■ THE PROBLEM
Skip the pictures and copy all the data that follows exactly.

■ DATA FOR THE TASK
* * * * * * * * *
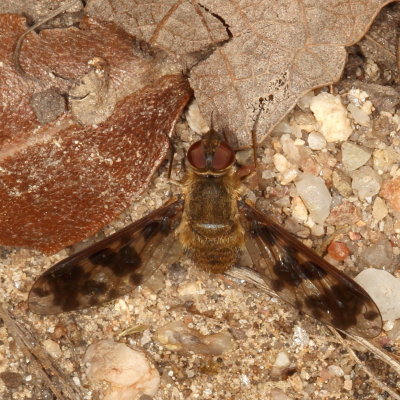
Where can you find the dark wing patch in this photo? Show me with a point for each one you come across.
(111, 267)
(305, 280)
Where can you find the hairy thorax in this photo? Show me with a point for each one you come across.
(210, 231)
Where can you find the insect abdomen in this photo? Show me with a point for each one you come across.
(210, 231)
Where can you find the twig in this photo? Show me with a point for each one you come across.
(57, 381)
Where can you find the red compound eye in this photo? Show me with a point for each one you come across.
(223, 157)
(196, 156)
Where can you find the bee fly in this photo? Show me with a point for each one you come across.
(212, 223)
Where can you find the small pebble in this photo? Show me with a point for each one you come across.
(12, 380)
(129, 371)
(342, 183)
(391, 192)
(191, 289)
(281, 163)
(383, 159)
(335, 370)
(359, 115)
(378, 255)
(394, 333)
(300, 337)
(384, 289)
(290, 150)
(332, 116)
(52, 348)
(304, 102)
(299, 210)
(282, 362)
(354, 156)
(338, 251)
(278, 394)
(345, 213)
(176, 336)
(316, 141)
(315, 196)
(379, 209)
(366, 182)
(348, 384)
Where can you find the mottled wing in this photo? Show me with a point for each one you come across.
(111, 267)
(305, 280)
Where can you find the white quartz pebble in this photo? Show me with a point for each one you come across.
(332, 117)
(354, 156)
(129, 371)
(384, 289)
(315, 196)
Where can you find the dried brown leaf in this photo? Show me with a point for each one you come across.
(64, 180)
(278, 52)
(265, 55)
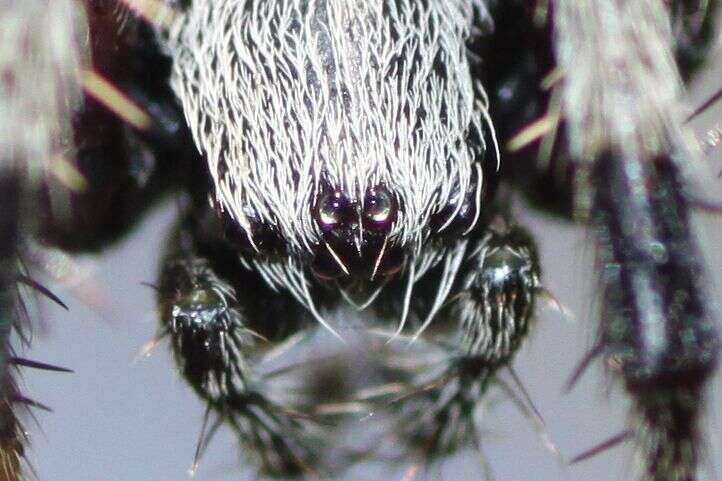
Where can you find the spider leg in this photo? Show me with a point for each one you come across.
(491, 308)
(115, 165)
(220, 318)
(655, 320)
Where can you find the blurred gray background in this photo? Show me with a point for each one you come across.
(116, 419)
* * * * * * * * *
■ RESPONSE AREA
Where can you find the dark wing patch in this photo? Show me with a point for each one you come across.
(111, 267)
(305, 280)
Where can you find the hairy thorax in this photo? Show me with a point for each one you come across.
(210, 231)
Where can you find the insect abdomen in this photo? Show me with a point for each one you come across.
(210, 231)
Where can you find the twig in this photo? Show me with a point for each one you come across.
(57, 381)
Where can you find the red compound eye in this photo? Show me with a point for each one you come across.
(223, 157)
(196, 156)
Where can you find the bee fly in this photo? Show me with a point for each one you come across.
(212, 223)
Where can you find the small pebble in this photo? Show me with a point for each one you come across.
(12, 380)
(129, 371)
(342, 183)
(391, 192)
(191, 289)
(281, 163)
(383, 159)
(335, 370)
(359, 115)
(378, 255)
(394, 333)
(300, 337)
(384, 289)
(290, 150)
(332, 116)
(52, 348)
(304, 102)
(299, 210)
(282, 362)
(354, 156)
(338, 251)
(278, 394)
(345, 213)
(176, 336)
(316, 141)
(315, 196)
(379, 209)
(366, 182)
(348, 384)
Where can you find the mottled wing in this photo? Show me with a point for each one you come across.
(111, 267)
(305, 280)
Where can you find the white quartz pebble in this photo? Show me with a point for each one you come across.
(332, 117)
(354, 156)
(129, 371)
(384, 289)
(315, 196)
Where can you find the dried brown leaf in this photo? Show me with a point for each one you come across.
(64, 180)
(278, 52)
(265, 55)
Where can you find the spider leg in this photo? Show me with a point for each one you come across.
(491, 308)
(115, 165)
(220, 318)
(655, 320)
Where can you find the blurred gray background in this photo? Show me with a point for each one you come across.
(116, 419)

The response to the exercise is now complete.